(Coordinate annotation records)
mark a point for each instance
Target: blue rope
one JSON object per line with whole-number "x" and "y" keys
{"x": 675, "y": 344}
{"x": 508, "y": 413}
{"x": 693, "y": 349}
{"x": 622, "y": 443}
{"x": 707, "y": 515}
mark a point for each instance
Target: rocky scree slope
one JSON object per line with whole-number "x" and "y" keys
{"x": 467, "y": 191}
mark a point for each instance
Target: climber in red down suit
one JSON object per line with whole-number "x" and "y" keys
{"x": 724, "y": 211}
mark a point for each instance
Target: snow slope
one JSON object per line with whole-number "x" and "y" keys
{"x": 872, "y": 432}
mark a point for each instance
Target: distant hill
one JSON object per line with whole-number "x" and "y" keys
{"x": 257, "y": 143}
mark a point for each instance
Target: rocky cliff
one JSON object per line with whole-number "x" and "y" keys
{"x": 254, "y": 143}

WORK TO DO: Copy every one of the records above word for word, keeping each line and its order unchanged.

ANSWER TO THE TASK:
mark a point for each instance
Target: blue rope
one JSON object per line with whole-number "x" and "y" keys
{"x": 675, "y": 344}
{"x": 508, "y": 413}
{"x": 693, "y": 349}
{"x": 622, "y": 443}
{"x": 707, "y": 515}
mark a point for each instance
Target: rocky scree slope
one JSON object per line with whole-number "x" and "y" keys
{"x": 467, "y": 191}
mark a point for each instance
Target: climber in red down suit
one JSON object per line with whole-number "x" and "y" keys
{"x": 724, "y": 211}
mark a point for each instance
Target: snow slope
one JSON object per line with whole-number "x" and "y" keys
{"x": 872, "y": 432}
mark a point for each instance
Target: distant hill
one JSON object per line with whole-number "x" and "y" keys
{"x": 257, "y": 143}
mark a point for each instance
Target: rocky cliff
one JSON object per line with whole-number "x" and "y" keys
{"x": 254, "y": 143}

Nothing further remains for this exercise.